PROMPT 1: List every company or other organization named in the article on Apple and Masimo.
PROMPT 2: In the article on Apple and Masimo, write out everything from "In 2020, the" down to "multiple Apple patents." again, swapping "lawsuit" for "complaint".

#### TEXT

Apple has suffered a setback in its long-running Apple Watch patent infringement battle with medical technology company Masimo. A court has ruled that Apple has indeed infringed one of Masimo’s patents in the Apple Watch Series 6 and up.
Masimi is seeking a US import on all current Apple Watches. If granted, this would effectively end Apple Watch sales in the US, as the company would not be allowed to bring in the devices from China …
The battle between the two companies has a long history. Back in 2013, Apple reportedly contacted Masimo to discuss a potential collaboration between the two companies. Instead, claims Masimo, Apple used the meetings to identify staff it wanted to poach. Masimo later called the meetings a “targeted effort to obtain information and expertise.”
Apple did indeed hire a number of Masimo staff, including the company’s chief medical officer, ahead of the launch of the Apple Watch.
Masimo CEO Joe Kiano later expressed concern that Apple may have been trying to steal the company’s blood oxygen sensor technology. The company describes itself as “the inventors of modern pulse oximeters,” and its tech is used in many hospitals.
“Some of the talent (Apple recruited) has access to deep wells of trade secrets and information,” said Joe Kiani, chief executive officer of medical device firm Masimo Corp, who lost his chief medical officer to Apple in mid-2013. Kiani said that Apple was offering sizeable salaries with little indication of what researchers would be doing. “They are just buying people,” he said. “I just hope Apple is not doing what we’re doing.”
In 2020, the company sued Apple for stealing trade secrets and infringing 10 Masimo patents. The lawsuit asked for an injunction on the sale of the Apple Watch.
Apple has consistently denied the claims, and recently hit back with a counterclaim of its own, alleging that Masimo’s own W1 Advanced Health Tracking Watch infringes multiple Apple patents.
Apple Watch patent infringement ruling
Reuters reports that a US court has ruled against Apple on one of the patent claims.
A U.S. judge ruled that Apple had infringed on one of Masimo’s pulse oximeter patents by importing and selling certain Apple Watches with light-based pulse oximetry functionality and components, Masimo said on Tuesday.
The United States International Trade Commission (USITC) will now consider whether to implement an import ban on these Apple Watches, the medical device maker said.
“We respectfully disagree with today’s decision, and look forward to a full review by the Commission,” Apple said in a statement.

########
#### DATA EXTRACT

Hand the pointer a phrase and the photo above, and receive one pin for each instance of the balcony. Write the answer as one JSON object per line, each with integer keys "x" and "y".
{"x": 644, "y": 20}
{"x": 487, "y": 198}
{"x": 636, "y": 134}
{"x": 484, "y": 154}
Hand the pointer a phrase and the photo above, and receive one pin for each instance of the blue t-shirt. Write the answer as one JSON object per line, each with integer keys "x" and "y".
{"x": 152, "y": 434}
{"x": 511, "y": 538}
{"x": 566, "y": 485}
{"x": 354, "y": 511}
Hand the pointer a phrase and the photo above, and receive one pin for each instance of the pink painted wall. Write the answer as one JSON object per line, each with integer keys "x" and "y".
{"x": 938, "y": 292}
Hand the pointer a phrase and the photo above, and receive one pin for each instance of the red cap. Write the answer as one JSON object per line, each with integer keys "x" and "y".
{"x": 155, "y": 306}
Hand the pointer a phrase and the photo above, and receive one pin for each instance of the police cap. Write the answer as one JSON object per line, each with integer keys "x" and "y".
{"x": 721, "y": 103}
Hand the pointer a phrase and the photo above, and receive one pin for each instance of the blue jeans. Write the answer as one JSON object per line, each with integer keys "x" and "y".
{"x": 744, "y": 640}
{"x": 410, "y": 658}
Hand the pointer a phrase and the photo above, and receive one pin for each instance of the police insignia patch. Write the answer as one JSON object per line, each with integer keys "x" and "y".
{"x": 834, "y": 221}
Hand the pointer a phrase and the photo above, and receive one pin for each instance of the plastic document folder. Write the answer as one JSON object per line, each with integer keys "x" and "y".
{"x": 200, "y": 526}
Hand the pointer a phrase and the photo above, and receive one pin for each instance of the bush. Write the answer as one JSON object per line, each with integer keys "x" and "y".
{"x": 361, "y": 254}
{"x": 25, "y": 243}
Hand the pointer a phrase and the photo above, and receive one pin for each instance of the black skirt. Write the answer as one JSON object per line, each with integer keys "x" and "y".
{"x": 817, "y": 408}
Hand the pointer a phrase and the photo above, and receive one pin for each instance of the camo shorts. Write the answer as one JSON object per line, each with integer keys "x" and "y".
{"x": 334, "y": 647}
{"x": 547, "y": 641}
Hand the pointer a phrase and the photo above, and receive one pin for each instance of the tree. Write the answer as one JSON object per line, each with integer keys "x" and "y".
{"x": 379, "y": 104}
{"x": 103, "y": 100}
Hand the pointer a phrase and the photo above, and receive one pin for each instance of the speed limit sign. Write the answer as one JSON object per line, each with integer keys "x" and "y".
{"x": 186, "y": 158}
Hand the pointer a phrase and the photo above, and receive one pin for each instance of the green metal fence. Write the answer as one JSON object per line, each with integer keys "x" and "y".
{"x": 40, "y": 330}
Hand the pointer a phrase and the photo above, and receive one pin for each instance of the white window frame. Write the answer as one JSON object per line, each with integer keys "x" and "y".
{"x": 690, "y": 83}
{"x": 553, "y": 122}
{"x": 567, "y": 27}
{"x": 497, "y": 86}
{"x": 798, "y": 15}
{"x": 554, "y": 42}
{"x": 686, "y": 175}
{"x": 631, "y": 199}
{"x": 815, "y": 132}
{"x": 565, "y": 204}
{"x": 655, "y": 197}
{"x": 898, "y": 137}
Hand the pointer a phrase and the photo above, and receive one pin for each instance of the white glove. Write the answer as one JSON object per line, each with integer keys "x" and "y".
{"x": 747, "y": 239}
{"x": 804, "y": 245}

########
#### DATA EXTRACT

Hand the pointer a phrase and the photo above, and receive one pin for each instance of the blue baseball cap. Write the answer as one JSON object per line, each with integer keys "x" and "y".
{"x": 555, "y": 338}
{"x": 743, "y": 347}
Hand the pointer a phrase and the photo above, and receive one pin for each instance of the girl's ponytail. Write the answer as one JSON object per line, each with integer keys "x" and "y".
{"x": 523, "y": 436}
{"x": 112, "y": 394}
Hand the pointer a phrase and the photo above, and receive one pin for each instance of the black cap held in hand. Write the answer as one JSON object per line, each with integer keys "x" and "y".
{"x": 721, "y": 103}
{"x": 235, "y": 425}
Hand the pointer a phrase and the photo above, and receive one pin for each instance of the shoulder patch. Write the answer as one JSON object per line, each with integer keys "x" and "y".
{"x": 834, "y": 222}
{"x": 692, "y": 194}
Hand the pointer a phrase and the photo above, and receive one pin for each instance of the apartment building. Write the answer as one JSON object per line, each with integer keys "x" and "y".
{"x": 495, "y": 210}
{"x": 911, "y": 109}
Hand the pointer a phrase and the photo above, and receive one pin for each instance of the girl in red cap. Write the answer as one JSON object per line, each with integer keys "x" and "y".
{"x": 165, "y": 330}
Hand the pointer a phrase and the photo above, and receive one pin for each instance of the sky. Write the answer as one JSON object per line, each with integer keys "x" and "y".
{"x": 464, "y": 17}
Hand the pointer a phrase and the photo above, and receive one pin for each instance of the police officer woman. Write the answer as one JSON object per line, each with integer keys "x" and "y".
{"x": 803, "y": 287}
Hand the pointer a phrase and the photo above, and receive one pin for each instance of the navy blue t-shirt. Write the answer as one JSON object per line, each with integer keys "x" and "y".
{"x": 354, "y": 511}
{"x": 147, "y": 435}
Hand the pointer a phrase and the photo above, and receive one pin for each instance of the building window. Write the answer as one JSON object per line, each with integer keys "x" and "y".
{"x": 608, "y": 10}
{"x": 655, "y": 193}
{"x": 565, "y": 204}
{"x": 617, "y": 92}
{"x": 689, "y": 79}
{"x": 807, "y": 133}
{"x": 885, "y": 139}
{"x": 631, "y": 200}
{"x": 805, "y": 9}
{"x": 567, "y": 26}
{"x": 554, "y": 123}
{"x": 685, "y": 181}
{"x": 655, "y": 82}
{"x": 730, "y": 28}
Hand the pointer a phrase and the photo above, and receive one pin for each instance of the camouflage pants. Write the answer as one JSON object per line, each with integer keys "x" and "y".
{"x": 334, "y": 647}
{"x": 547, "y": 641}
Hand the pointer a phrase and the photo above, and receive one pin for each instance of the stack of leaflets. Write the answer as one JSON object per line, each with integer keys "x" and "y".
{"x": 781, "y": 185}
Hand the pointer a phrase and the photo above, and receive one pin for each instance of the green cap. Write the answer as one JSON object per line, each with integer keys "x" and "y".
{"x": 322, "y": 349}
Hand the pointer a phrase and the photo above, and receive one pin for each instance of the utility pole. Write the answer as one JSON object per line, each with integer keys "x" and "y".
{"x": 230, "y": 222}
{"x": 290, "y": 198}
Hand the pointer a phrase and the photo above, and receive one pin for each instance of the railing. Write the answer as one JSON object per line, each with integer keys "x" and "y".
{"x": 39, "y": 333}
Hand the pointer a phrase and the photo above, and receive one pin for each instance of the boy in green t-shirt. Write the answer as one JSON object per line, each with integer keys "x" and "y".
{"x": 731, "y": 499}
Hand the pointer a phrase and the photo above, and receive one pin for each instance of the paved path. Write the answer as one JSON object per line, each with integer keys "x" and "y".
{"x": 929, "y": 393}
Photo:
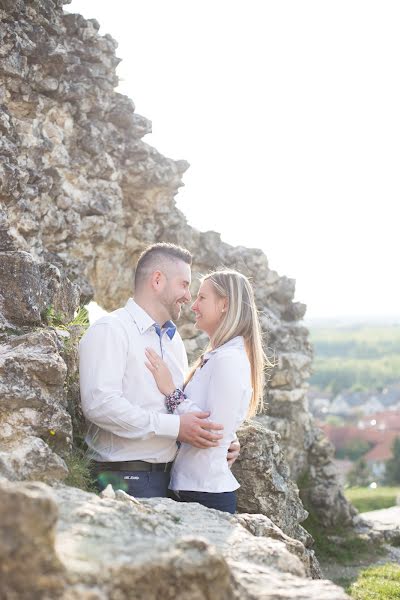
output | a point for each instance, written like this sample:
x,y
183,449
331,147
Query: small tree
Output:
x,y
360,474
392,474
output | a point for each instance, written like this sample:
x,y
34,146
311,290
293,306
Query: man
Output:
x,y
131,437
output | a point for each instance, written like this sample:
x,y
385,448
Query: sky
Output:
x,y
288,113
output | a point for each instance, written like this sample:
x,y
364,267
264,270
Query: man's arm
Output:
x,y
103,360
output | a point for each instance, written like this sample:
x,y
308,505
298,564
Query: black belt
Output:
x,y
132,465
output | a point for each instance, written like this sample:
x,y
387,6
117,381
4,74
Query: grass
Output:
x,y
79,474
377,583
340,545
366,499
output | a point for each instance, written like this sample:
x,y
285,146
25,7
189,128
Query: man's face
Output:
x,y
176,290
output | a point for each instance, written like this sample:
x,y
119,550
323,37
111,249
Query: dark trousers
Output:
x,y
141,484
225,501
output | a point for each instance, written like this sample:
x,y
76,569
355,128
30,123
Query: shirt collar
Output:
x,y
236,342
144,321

########

EXERCISE RESULT 1: Apple, Masimo, Reuters, the United States International Trade Commission (USITC)

EXERCISE RESULT 2:
In 2020, the company sued Apple for stealing trade secrets and infringing 10 Masimo patents. The complaint asked for an injunction on the sale of the Apple Watch.
Apple has consistently denied the claims, and recently hit back with a counterclaim of its own, alleging that Masimo’s own W1 Advanced Health Tracking Watch infringes multiple Apple patents.